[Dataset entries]
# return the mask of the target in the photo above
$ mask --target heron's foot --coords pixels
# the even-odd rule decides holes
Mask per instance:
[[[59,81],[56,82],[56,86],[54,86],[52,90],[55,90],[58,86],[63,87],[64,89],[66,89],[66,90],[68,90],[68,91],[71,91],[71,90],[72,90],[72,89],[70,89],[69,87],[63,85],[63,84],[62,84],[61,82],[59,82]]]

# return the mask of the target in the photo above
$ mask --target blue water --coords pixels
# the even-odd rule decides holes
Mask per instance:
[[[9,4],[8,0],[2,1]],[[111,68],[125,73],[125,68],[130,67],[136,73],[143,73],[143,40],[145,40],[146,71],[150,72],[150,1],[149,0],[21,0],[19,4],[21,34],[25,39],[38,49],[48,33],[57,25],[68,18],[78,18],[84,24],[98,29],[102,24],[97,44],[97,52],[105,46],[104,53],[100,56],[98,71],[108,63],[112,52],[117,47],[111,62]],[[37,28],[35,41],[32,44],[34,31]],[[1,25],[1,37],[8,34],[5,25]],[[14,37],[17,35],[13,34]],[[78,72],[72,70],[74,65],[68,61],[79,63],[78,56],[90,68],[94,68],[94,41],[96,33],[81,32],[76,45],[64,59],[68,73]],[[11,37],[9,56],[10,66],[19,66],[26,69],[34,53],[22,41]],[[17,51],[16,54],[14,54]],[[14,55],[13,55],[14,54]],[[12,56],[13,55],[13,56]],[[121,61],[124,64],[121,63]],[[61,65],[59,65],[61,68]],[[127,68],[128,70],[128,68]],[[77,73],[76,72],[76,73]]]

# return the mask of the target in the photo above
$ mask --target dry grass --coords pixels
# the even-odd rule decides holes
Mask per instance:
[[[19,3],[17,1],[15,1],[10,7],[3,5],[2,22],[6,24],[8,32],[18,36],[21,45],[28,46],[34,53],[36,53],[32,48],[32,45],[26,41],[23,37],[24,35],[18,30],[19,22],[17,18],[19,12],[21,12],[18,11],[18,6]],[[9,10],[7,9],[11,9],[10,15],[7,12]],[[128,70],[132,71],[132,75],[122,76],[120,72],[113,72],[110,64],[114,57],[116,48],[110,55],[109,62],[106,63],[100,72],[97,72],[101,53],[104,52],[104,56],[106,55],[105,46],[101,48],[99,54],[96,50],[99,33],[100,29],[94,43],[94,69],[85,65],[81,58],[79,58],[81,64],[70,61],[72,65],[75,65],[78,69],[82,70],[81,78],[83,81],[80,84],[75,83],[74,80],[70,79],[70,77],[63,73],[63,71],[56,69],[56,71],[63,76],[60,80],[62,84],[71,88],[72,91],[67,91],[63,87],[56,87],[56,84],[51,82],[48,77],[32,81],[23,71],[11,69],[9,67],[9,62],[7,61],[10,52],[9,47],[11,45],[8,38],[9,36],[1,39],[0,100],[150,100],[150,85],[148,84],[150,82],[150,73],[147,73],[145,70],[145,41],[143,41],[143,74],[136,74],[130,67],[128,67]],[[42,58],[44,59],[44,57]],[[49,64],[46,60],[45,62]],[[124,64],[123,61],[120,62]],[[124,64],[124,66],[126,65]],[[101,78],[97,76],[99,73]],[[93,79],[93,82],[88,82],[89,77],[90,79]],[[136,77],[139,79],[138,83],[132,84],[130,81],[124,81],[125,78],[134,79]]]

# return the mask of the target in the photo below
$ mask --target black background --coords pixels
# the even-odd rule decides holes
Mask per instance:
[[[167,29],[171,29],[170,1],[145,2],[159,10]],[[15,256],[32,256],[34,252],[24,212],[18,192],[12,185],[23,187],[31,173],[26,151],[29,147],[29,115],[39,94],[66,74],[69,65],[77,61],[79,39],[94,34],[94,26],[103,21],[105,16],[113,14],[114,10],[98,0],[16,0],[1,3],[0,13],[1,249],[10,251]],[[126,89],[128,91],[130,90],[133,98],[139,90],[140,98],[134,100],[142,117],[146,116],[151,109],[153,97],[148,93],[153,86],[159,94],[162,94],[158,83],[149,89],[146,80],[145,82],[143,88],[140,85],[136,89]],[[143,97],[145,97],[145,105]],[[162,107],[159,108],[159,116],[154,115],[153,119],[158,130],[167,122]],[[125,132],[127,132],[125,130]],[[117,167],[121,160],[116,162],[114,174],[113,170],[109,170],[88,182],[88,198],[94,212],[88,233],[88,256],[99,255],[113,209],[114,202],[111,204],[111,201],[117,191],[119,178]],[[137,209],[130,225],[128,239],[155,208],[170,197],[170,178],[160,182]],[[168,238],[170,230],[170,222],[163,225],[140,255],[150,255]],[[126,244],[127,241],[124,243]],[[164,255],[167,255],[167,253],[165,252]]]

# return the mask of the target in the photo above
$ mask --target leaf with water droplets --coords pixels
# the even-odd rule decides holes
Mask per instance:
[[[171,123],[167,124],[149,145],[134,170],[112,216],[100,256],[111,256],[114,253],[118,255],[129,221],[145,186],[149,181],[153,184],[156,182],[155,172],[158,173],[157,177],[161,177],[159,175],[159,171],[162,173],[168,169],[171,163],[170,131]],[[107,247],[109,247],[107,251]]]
* * *
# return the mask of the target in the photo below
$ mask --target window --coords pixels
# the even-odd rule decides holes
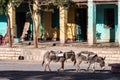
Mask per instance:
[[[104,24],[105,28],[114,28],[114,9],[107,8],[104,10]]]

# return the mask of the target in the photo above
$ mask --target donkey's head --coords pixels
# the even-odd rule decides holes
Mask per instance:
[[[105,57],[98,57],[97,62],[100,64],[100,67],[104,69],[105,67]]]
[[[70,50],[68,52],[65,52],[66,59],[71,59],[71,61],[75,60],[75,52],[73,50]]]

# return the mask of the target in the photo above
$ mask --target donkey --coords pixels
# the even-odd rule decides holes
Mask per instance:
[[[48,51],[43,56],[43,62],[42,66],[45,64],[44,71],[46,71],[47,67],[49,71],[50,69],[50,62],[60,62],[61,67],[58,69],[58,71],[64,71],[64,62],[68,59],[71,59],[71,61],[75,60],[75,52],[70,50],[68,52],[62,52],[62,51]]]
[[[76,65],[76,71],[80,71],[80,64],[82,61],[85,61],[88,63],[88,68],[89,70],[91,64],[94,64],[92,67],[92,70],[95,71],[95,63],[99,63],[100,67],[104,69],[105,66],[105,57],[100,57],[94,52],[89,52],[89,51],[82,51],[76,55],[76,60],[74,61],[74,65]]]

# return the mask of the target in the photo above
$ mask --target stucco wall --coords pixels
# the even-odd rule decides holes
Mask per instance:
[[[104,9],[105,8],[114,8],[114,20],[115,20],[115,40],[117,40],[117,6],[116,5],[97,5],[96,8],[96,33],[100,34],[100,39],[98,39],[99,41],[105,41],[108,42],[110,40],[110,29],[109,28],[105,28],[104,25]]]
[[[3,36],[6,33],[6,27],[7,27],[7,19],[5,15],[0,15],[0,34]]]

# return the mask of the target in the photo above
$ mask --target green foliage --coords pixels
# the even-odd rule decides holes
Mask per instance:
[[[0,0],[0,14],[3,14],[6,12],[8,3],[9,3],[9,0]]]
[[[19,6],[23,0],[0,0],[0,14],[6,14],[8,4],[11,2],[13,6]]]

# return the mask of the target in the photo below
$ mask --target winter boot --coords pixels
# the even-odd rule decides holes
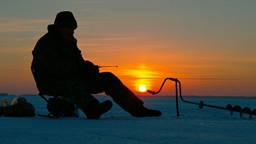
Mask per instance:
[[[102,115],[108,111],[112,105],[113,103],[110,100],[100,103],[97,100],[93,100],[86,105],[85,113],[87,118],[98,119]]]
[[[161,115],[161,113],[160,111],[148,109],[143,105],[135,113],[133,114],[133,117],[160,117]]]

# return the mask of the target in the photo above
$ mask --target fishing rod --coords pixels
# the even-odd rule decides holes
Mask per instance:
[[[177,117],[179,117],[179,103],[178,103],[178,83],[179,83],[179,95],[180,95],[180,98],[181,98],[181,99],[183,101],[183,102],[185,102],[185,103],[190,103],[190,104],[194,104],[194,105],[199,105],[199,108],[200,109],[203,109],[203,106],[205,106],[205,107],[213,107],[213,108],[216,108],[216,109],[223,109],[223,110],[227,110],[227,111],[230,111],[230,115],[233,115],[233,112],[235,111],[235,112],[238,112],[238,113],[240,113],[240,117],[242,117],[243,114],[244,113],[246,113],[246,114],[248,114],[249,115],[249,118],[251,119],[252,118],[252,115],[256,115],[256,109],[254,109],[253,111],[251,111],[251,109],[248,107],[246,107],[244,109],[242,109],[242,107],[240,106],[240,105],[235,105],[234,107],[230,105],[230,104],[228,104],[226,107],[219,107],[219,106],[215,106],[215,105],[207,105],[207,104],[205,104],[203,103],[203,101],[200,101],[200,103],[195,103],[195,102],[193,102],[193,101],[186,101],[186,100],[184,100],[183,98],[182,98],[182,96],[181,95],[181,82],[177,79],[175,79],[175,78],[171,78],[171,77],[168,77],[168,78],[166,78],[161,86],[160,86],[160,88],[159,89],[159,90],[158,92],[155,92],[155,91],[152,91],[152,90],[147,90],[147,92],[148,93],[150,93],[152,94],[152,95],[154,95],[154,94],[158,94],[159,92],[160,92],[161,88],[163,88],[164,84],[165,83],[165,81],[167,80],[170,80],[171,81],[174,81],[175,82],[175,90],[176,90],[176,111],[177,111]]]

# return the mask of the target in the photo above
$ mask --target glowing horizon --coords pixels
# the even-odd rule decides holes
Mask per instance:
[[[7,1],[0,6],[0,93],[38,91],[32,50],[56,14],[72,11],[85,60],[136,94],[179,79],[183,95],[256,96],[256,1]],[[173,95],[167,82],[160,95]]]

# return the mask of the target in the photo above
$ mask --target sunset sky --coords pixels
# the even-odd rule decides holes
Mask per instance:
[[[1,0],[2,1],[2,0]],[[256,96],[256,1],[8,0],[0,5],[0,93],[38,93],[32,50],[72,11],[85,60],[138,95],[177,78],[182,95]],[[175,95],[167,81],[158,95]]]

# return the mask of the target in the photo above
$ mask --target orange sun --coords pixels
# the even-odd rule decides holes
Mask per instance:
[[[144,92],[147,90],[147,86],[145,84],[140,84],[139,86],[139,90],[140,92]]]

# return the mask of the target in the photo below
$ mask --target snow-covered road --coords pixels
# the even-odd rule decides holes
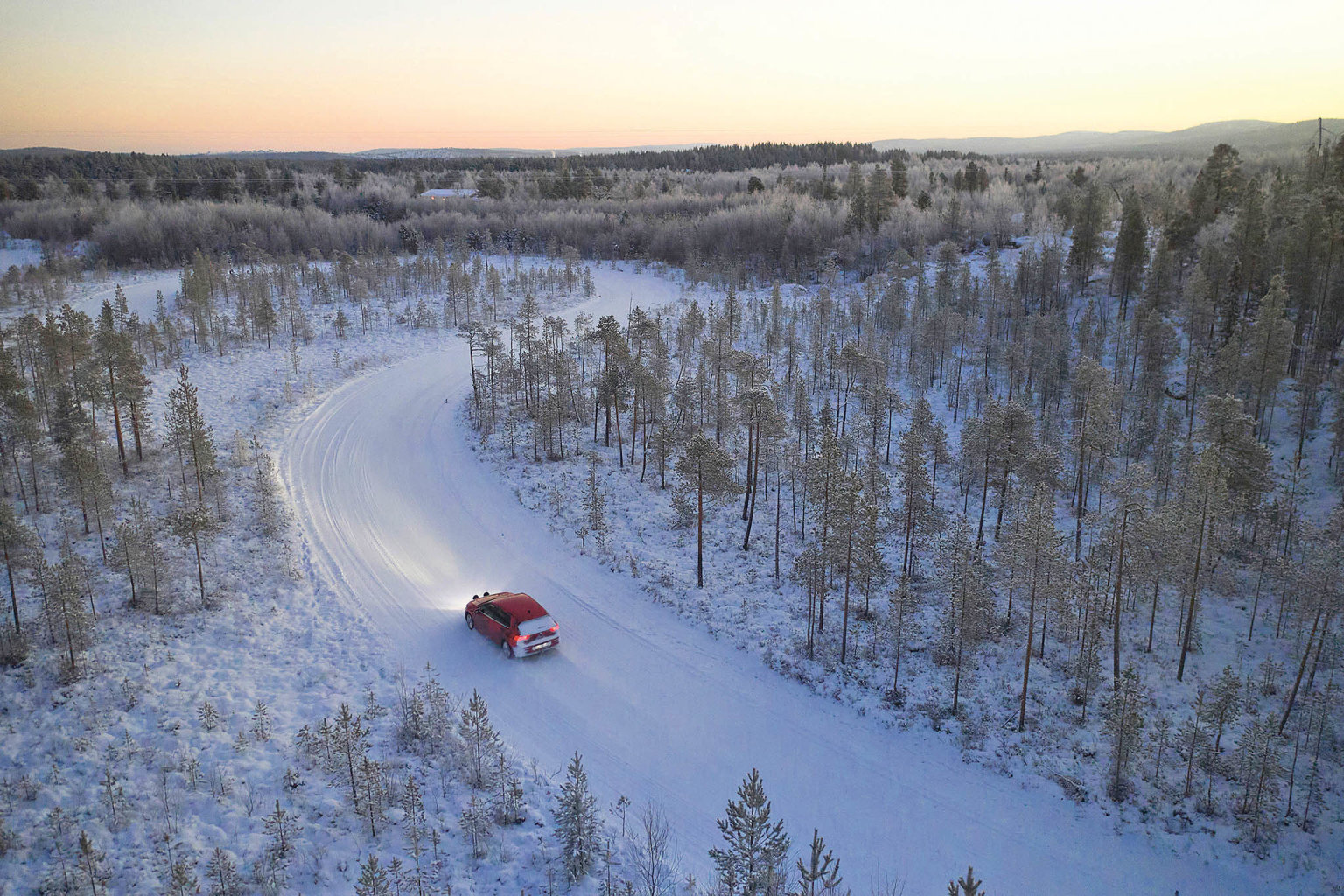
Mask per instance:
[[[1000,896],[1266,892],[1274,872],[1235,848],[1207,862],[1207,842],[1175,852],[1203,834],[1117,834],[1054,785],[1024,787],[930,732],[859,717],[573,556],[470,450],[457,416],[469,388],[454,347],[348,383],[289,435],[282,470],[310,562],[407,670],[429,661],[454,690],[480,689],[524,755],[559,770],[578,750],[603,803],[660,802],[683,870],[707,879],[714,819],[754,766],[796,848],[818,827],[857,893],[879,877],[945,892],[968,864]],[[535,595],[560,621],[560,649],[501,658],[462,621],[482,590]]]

[TASK] How many lines of the records contain the string "donkey", matching case exactly? Reply with the number alone.

[FINISHED ANSWER] 2